The problem: Copy every entry below exactly as it appears, leaving out the images.

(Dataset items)

______________________________

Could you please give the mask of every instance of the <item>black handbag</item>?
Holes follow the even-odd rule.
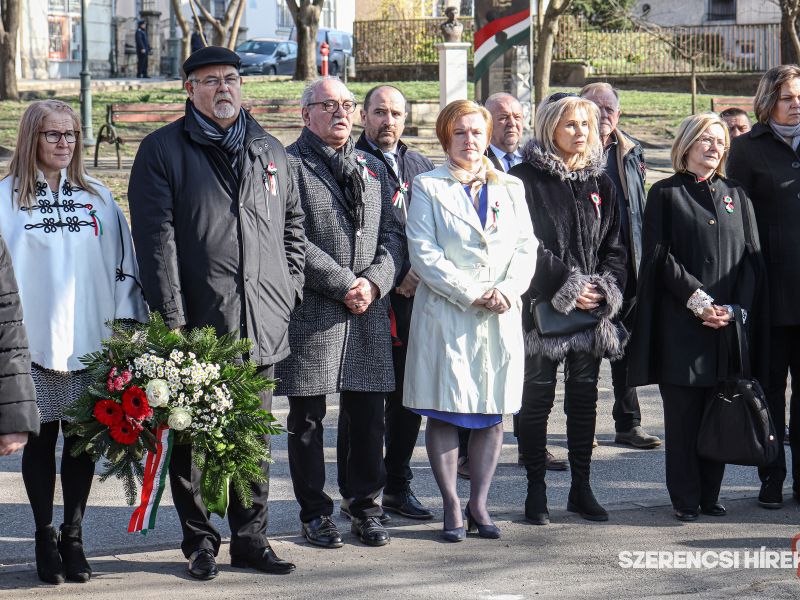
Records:
[[[734,307],[738,343],[736,373],[719,381],[703,413],[697,439],[701,458],[731,465],[763,467],[780,452],[775,424],[761,384],[750,376],[750,355],[742,309]],[[728,344],[720,348],[720,365],[728,362]]]
[[[537,298],[532,302],[531,312],[536,330],[544,337],[572,335],[593,329],[599,322],[596,316],[586,310],[575,308],[567,314],[558,312],[549,300],[543,298]]]

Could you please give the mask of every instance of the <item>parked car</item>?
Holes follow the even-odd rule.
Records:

______________________________

Exercise result:
Could you please give the mask of every instance of the <item>black handbag</item>?
Holes follow the even-odd rule.
Records:
[[[734,307],[738,343],[736,373],[719,381],[703,413],[697,439],[701,458],[731,465],[763,467],[780,452],[775,424],[761,384],[750,376],[750,355],[742,309]],[[728,344],[720,348],[720,365],[728,362]]]
[[[537,298],[532,302],[531,312],[536,330],[544,337],[572,335],[593,329],[599,322],[596,316],[586,310],[575,308],[567,314],[558,312],[549,300],[543,298]]]

Could you please give the mask of every instance of the <item>parked car</item>?
Holes follow the even-odd rule.
Records:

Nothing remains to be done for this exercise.